▶ _What the task asks_
Each line of the records below that holds "roof" should be returned.

▶ _Record excerpts_
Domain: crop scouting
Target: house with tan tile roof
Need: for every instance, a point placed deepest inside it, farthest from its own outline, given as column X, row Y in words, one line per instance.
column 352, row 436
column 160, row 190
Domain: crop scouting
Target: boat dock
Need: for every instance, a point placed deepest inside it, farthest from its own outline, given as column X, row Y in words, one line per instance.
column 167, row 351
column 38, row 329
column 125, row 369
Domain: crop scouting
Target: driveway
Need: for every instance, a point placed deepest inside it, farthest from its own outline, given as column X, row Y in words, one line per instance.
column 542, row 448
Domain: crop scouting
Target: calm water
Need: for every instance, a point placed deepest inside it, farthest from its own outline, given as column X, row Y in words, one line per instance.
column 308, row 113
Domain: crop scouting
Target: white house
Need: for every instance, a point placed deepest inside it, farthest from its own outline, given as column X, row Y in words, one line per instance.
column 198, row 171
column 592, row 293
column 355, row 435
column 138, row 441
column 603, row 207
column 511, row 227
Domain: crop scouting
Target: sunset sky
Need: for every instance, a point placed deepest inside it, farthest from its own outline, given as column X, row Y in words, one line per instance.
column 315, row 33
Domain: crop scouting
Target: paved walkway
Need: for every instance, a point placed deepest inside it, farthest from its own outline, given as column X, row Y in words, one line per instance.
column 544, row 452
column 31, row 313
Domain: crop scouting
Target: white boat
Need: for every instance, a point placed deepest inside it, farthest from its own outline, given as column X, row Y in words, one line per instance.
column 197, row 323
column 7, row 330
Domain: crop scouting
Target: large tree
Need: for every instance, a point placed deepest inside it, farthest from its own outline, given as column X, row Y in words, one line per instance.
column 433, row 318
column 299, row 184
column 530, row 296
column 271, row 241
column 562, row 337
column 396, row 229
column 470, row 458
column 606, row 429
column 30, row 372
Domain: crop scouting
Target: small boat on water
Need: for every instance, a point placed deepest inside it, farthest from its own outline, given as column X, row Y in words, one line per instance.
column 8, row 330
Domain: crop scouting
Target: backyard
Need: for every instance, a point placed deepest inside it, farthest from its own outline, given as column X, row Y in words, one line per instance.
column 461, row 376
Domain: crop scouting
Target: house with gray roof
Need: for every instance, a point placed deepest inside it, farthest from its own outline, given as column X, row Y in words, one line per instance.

---

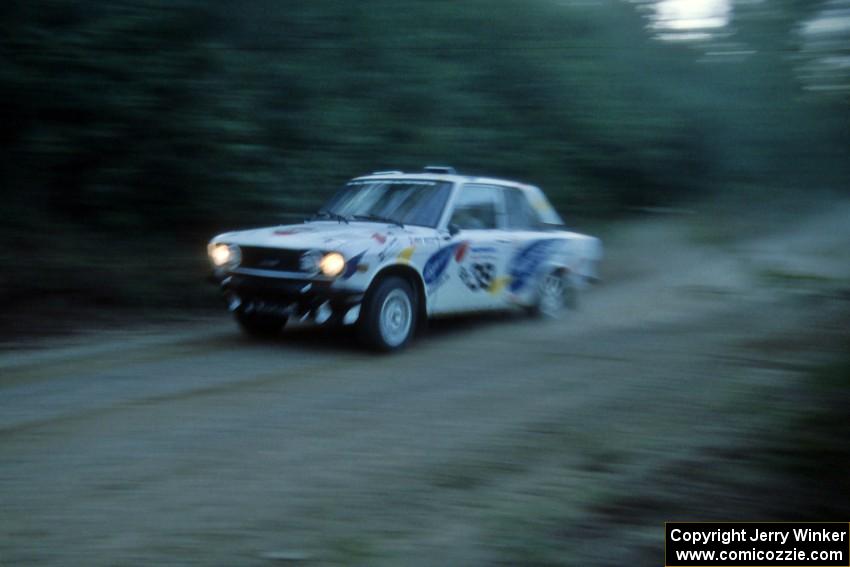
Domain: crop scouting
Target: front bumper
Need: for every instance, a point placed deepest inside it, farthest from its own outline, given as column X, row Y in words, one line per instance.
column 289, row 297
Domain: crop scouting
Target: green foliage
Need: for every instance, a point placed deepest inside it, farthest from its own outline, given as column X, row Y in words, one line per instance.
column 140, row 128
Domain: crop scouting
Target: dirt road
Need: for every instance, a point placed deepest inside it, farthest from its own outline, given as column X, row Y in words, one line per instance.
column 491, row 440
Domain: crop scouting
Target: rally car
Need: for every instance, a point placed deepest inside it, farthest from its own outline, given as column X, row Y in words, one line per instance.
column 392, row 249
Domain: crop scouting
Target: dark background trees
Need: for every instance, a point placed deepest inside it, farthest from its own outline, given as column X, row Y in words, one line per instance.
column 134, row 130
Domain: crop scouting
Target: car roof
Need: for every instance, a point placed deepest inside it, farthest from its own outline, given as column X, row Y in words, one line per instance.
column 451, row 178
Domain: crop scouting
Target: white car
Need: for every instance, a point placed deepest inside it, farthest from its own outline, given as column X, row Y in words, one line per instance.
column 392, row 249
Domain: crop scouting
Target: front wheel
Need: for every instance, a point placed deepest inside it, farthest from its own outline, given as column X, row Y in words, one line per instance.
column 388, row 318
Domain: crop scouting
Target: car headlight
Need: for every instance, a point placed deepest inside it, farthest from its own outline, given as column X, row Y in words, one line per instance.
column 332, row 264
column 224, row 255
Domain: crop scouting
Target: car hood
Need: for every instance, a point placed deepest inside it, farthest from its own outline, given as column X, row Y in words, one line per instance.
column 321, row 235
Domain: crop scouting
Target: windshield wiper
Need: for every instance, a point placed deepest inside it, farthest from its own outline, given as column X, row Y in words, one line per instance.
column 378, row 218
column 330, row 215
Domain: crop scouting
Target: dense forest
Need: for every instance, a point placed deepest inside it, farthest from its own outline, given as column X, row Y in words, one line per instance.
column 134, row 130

▶ _Response to this task_
Target: house with tan tile roof
Target: house with gray roof
Target: car roof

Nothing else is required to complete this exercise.